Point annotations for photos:
* * * * * * * * *
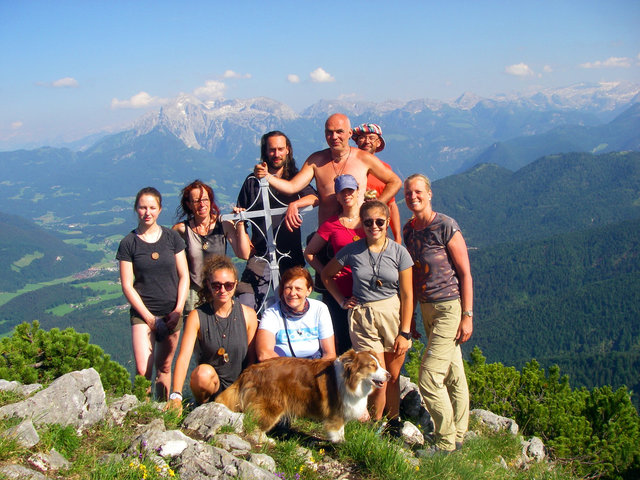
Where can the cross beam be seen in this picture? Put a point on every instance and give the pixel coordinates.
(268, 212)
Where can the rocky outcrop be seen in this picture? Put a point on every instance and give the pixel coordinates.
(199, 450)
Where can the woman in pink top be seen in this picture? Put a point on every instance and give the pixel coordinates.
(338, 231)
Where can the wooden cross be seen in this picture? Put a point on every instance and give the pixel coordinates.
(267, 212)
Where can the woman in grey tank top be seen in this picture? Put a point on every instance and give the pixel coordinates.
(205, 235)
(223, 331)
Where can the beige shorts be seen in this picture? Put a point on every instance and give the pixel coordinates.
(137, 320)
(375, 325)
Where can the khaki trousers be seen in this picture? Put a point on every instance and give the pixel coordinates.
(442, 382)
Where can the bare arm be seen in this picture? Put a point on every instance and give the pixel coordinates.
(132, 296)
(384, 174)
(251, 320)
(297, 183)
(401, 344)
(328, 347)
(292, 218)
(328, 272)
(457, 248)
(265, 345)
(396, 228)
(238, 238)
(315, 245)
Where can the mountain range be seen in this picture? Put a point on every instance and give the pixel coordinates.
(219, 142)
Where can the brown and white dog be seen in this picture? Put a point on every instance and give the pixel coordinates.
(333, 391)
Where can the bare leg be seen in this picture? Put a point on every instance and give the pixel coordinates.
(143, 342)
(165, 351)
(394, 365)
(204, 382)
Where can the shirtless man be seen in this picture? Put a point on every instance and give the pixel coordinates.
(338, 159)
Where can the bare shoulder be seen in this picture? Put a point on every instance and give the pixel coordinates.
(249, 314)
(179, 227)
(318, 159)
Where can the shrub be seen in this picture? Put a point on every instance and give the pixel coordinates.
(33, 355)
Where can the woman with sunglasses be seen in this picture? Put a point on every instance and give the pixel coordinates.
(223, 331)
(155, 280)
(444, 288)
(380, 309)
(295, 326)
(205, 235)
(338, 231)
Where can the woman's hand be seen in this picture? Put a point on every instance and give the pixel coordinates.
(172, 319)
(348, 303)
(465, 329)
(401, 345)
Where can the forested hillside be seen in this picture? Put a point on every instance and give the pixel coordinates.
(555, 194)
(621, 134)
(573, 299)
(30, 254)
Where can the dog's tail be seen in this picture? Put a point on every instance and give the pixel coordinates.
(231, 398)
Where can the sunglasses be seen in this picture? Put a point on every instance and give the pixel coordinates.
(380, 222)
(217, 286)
* * * * * * * * *
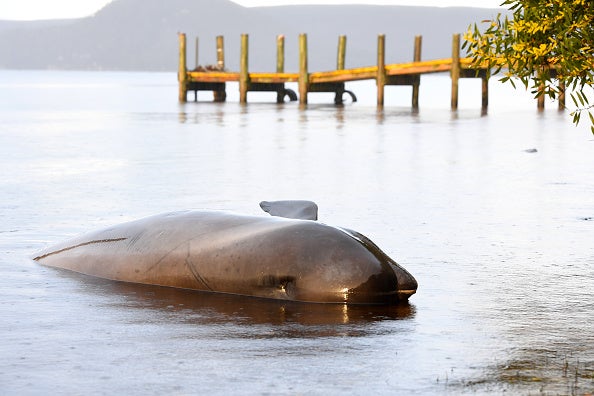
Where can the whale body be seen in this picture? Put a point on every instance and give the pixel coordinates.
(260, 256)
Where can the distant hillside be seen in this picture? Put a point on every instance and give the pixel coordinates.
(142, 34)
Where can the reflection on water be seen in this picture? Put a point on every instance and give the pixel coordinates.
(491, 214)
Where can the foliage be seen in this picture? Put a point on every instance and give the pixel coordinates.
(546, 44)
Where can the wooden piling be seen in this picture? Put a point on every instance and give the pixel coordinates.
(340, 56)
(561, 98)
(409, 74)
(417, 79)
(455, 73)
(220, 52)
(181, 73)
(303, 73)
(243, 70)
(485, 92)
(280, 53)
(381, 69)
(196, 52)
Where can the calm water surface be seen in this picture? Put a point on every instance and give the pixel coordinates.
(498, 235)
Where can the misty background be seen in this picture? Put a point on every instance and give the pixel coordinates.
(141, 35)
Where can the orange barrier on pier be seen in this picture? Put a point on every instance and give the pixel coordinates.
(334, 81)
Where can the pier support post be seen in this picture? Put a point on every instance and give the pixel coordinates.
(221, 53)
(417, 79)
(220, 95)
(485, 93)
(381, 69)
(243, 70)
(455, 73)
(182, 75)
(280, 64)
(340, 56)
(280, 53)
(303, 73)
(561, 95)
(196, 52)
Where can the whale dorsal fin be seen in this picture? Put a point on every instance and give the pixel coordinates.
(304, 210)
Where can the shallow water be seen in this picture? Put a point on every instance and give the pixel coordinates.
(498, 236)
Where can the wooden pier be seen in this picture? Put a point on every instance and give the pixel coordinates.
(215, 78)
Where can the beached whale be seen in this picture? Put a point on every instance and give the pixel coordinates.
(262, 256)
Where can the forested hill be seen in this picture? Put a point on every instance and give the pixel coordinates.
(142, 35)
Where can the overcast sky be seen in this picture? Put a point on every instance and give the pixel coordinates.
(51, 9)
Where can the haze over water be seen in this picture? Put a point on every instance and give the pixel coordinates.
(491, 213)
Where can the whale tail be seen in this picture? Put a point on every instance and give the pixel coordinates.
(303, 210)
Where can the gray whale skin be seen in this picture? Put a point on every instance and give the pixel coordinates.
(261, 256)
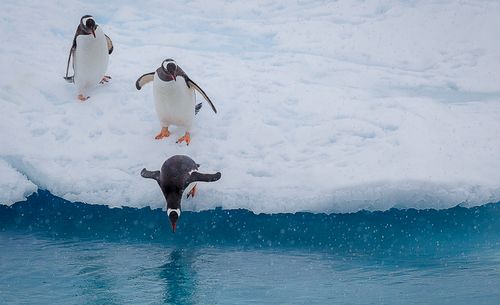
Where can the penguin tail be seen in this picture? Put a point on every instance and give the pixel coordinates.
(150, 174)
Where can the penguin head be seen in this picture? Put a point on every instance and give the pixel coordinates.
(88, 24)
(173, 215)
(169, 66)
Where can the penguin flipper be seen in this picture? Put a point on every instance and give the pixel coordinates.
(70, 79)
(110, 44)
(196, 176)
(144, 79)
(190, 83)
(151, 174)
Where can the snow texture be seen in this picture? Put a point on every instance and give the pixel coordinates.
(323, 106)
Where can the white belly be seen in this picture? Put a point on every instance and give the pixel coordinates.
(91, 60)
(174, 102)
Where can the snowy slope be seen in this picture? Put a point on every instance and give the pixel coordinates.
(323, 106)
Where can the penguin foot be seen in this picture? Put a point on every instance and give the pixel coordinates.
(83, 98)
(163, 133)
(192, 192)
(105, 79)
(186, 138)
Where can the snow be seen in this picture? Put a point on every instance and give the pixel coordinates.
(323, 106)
* * * * * * * * *
**GIVEN INSTRUCTION:** Locate every row containing the word "whale" and copy each of those rows in full. Case counts.

**OUTPUT OF THE EXERCISE:**
Where can the whale body be seen in this picture? Put a point on every instance and give the pixel coordinates.
Where can the whale dorsal fin be seen in this picture? Put a point on every instance and give the pixel coordinates.
Where can the beached whale be seen in this picture? Put a point on every instance and give the pixel coordinates.
Where can the whale tail be seen in this picture? Put a point on every instance and give the pixel coordinates.
Where can the gray whale skin be seen in this picture? Put a point on every instance and give the pixel coordinates.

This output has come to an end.